Stated goal 1 |
Answer these questions about the Cleghorne! sitcom page:
(a) Who is listed as the composer?
(b) How many episodes were made, and how many of them went unaired?
(c) Which characters did Garrett Morris and Alaina Reed Hall play?

Excerpted passage |

- Genre: Sitcom
- Created by: Steve Pepoon; David Silverman; Stephen Sustaric;
- Directed by: Linda Day; David Grossman; Stan Lathan; Terri McCoy; John Sgueglia; David Trainer;
- Starring: Ellen Cleghorne; Garrett Morris; Alaina Reed Hall; Steve Bean; Cerita Monet Bickelmann; Michael Ralph; Sherri Shepherd;
- Composer: Tom Rizzo
- Country of origin: United States
- Original language: English
- No. of seasons: 1
- No. of episodes: 15 (3 unaired)

Production
- Executive producers: Steve Pepoon; David Silverman; Stephen Sustaric;
- Producers: Coral Hawthorne; Adam I. Lapidus; Nancylee Myatt;
- Running time: 22–24 minutes
- Production companies: Pepoon/ Silverman/ Sustarsic Productions; 20th Century Fox Television;

Original release
- Network: The WB
- Release: September 10 – December 17, 1995

= Cleghorne! =

1995 American TV series

Cleghorne! is an American sitcom television series starring comedian Ellen Cleghorne that aired on The WB from September 10 to December 17, 1995. Garrett Morris and Alaina Reed Hall costarred as Ellen's character's parents, Sidney and Lena, with Steve Bean, Cerita Monet Bickelmann, Michael Ralph and Sherri Shepherd.

Collected data
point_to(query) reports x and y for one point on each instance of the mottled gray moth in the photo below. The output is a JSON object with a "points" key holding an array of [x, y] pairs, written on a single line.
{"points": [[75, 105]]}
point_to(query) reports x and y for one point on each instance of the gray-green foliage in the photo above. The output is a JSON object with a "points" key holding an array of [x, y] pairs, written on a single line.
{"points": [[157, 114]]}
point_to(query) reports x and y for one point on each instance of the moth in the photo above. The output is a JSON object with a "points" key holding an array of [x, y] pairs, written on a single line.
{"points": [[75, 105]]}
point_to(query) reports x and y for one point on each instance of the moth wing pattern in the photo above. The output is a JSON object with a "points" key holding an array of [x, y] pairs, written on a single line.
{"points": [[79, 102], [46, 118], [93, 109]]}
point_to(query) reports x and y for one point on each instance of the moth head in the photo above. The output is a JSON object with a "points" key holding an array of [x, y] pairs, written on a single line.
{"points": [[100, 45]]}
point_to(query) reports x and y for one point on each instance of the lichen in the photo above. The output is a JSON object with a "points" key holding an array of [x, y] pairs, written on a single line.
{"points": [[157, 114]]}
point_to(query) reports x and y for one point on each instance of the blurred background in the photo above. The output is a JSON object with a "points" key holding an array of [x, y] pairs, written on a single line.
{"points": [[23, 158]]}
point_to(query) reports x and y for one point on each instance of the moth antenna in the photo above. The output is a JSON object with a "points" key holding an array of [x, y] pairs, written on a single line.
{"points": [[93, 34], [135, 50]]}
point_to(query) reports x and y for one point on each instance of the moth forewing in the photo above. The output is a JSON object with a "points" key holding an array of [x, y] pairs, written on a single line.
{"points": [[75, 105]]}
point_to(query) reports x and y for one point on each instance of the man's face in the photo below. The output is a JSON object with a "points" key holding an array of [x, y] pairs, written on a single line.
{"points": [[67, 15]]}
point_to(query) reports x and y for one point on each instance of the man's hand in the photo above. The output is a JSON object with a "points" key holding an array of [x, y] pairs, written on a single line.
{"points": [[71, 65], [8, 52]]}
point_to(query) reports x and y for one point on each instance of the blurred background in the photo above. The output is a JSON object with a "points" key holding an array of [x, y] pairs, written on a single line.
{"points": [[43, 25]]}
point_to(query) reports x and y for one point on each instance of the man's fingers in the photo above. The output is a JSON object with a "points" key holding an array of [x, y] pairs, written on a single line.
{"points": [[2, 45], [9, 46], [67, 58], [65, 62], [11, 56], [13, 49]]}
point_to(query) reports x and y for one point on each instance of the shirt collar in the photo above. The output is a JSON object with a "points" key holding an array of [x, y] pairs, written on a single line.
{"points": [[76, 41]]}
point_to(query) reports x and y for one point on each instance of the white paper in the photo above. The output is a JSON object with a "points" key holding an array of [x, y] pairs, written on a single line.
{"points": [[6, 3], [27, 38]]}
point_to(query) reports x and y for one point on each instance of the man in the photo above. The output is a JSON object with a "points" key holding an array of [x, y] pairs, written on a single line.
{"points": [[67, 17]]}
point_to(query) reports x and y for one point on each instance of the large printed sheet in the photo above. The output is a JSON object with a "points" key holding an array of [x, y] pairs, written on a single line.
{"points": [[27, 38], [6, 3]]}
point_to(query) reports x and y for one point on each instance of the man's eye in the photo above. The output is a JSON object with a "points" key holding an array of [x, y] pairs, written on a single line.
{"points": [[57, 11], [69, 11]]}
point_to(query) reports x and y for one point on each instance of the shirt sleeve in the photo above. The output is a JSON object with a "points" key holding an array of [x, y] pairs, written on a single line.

Stated goal 2 | In the rows, rewrite the lines from the one holding "of the large" through the end of the rows, inclusive, replacing "photo above" with "image above" and leaving all else unchanged. Return only those lines.

Correct output 1 |
(a) Tom Rizzo
(b) 15 episodes, 3 of them unaired
(c) Ellen's character's parents, Sidney and Lena

Correct output 2 |
point_to(query) reports x and y for one point on each instance of the large printed sheet in the image above. The output is a JSON object with a "points" key holding an array of [x, y] pairs, written on a single line.
{"points": [[27, 38], [6, 3]]}
point_to(query) reports x and y for one point on each instance of the man's eye in the image above. The output is a JSON object with a "points" key holding an array of [x, y] pairs, written on a single line.
{"points": [[57, 11], [69, 11]]}
point_to(query) reports x and y for one point on each instance of the shirt sleeve in the image above. The output is a JSON object with a "points" key holding an array of [x, y] pairs, written on a single line.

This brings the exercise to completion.